WHAT TO DO
- A) Answer these questions about the passage on the stewed vegetables:
(i) On what day and date did the cold, blustery spring weather occur?
(ii) In what town was the grocery shopping done?
(iii) What address did David give for where he lived?
- B) In the records, swap "trousers" for "pants" throughout the part that opens with the line containing "Practice. Spot the dark" and runs through the end of the records. Return only those lines, otherwise unchanged.

SELECTED PASSAGE
:::

Simple meals, prepared at home in the evenings....
And
now to the present: Monday, April 25th was a cold, blustery spring
day in northern Michigan, with a strange, unsettling east wind and the
dismayingly regular sound of the furnace blower. I had done a frugal, meager,
end-of-winter grocery shopping in Northport and found canned tomatoes on sale,
so our supper was to be leftover buckwheat noodles and gravy, stewed chicken,
and a simple vegetable dish of canned stewed tomatoes, frozen okra, chopped
fresh onion, and a sprinkling of herbes de Provence. Those vegetables were
David’s madeleine.
He
went into a trance.
“Did
you make this up from scratch?”
I
admitted the stewed tomatoes had come from a can.
“It
takes me right back to Paris! I found a brand of canned okra and tomatoes at a
little neighborhood store, and many evenings that was my supper. Sometimes with
a baguette, sometimes not. Is there more?”
He
decided he didn’t want any chicken at all, just a third helping of the stewed
vegetables.
“What
was the name of the street you lived on?” I asked.
“Boulevard
Beaumarchais, number six,” he said dreamily, savoring his last bite.
Without
trying, I had hit upon something important. For this post, not having
photographed the dish as it came to the table. I used a second can of tomatoes
in my assembly of ingredients above, to show you how simple it was, but I know
the effect on David depended on the conjunction of his memories with the look
and smell and taste of the food.
What
is your madeleine? What taste or sound or smell carries you back in time?

:::

(Data listing)
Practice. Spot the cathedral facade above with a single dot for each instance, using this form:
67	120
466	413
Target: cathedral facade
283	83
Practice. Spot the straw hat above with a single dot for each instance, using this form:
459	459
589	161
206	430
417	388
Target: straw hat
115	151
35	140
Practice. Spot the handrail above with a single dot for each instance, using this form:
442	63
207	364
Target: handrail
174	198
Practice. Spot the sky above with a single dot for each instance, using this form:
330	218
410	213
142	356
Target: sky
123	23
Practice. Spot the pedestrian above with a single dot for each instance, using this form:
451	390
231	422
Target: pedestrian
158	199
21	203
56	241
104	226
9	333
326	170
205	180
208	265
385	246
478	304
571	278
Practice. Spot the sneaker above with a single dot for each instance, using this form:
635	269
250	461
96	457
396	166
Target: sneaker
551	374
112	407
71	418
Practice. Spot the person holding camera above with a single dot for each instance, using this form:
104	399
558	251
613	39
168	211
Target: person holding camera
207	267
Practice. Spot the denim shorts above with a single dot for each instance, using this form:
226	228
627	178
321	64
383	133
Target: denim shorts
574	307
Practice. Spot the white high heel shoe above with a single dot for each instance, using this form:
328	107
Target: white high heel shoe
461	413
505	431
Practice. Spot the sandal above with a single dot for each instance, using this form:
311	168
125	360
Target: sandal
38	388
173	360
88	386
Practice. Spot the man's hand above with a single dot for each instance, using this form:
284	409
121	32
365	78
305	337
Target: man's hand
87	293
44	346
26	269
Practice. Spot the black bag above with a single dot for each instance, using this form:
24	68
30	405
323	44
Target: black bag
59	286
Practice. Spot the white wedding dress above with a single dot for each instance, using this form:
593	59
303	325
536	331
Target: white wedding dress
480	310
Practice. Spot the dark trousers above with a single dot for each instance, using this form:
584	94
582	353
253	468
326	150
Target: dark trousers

:::

THE RESULTS
- A)
(i) Monday, April 25th
(ii) Northport
(iii) Boulevard Beaumarchais, number six

- B)
Practice. Spot the dark pants above with a single dot for each instance, using this form:
584	94
582	353
253	468
326	150
Target: dark pants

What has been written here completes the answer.